Early last week, a friend mentioned to me that Sabrosa Cafe & Gallery (3216 S. Howell Ave., 312-834-1929) was having a fish fry this Lenten season. Then I saw an article that confirmed it. That Thursday, two other friends brought up the fish fry. Then I saw someone had asked about it on the Milwaukee Foodie Facebook group. Still another friend mentioned the fish fry to me on Friday morning. Generally, I tend to avoid pop-up Lenten fish frys, and I also had a place I was thinking of going to, but after I received a message Friday afternoon from one of the people who had told me about the fish fry the day before, saying they were headed there and were inviting me to join, I figured I better just take the hint I had been receiving all week and go to the place.
Sabrosa has been open since the summer of 2017, but this month marks the start of their “First Annual Friday Night Fish Fry Season.” Being that I went to the first night of it, I guess that means I was at Sabrosa’s first ever fish fry. When I arrived, I found my friends had already secured a table. It was just about 4:30 p.m., and not many people were yet dining. The sun was peeking through the front windows, casting light on the already inviting room, which is filled with art, and even has a baby grand piano. As I ordered an Old Fashioned, the server told me that each of my friends had already had three of them. After finding out for sure that this was not actually the case, I got down to a closer viewing of the menu.
The Friday night menu has a lot of options, both in the variety of fish and seafood choices, and with what is served alongside them. A Spanish influence can also be seen throughout the Friday menu, which isn’t surprising as the same can be seen in the regular menu, and Sabrosa itself is a Spanish word. The meal options are beer battered cod ($15); pan fried bluegill and house giardiniera ($17); ginger beer battered walleye ($18); cornmeal breaded perch ($15); crab cake, grilled calamares, and camarones al ajillo ($24); and jumbo shrimp scampi ($20).

Task description :: Copy the Sabrosa fish fry review word for word, everything from "Sabrosa has been" down to "of the menu.".

Supplied data ::
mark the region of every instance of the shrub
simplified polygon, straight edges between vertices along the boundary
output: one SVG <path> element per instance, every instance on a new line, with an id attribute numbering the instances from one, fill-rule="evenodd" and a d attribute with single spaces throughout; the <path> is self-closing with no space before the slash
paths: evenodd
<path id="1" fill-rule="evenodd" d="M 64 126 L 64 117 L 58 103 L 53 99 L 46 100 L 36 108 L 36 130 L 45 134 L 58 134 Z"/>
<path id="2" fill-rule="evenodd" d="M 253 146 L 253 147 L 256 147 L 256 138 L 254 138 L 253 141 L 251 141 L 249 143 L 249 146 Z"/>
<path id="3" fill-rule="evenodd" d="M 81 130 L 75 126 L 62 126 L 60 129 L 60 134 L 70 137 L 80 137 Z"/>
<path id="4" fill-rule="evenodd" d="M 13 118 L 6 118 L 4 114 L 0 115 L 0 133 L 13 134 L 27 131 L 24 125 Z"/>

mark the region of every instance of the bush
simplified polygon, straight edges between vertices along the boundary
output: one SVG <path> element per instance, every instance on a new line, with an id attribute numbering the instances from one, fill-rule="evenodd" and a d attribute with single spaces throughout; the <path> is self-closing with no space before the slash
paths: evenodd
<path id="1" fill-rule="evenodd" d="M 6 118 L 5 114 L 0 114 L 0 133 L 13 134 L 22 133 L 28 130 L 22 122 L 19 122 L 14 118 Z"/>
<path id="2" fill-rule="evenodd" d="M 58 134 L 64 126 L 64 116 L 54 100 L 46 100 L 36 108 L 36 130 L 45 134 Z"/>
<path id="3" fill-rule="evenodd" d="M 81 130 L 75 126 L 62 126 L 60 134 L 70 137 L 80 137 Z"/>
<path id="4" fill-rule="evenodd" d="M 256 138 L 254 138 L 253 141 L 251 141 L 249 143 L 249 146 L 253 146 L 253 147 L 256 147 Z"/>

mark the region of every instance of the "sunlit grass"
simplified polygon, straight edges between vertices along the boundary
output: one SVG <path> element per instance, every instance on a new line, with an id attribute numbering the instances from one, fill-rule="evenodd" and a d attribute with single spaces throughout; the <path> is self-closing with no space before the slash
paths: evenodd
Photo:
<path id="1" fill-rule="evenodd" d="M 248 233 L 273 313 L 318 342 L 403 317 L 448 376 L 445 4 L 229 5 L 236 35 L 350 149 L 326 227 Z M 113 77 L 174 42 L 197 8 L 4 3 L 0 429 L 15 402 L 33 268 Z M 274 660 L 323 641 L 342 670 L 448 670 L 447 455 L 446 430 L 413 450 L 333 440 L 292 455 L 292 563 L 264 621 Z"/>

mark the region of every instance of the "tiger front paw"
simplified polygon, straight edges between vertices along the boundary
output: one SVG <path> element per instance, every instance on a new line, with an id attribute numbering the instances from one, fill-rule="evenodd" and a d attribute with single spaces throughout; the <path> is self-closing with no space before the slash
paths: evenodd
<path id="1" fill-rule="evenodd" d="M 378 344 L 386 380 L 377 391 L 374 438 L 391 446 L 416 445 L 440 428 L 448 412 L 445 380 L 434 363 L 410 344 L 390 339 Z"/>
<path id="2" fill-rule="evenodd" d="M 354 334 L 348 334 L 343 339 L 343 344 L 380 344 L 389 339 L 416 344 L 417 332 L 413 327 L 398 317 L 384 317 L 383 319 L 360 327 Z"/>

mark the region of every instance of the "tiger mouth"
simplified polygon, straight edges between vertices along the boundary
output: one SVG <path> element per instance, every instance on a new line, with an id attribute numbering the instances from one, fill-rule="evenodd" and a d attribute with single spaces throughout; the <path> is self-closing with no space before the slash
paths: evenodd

Output for this exercise ::
Sabrosa has been open since the summer of 2017, but this month marks the start of their “First Annual Friday Night Fish Fry Season.” Being that I went to the first night of it, I guess that means I was at Sabrosa’s first ever fish fry. When I arrived, I found my friends had already secured a table. It was just about 4:30 p.m., and not many people were yet dining. The sun was peeking through the front windows, casting light on the already inviting room, which is filled with art, and even has a baby grand piano. As I ordered an Old Fashioned, the server told me that each of my friends had already had three of them. After finding out for sure that this was not actually the case, I got down to a closer viewing of the menu.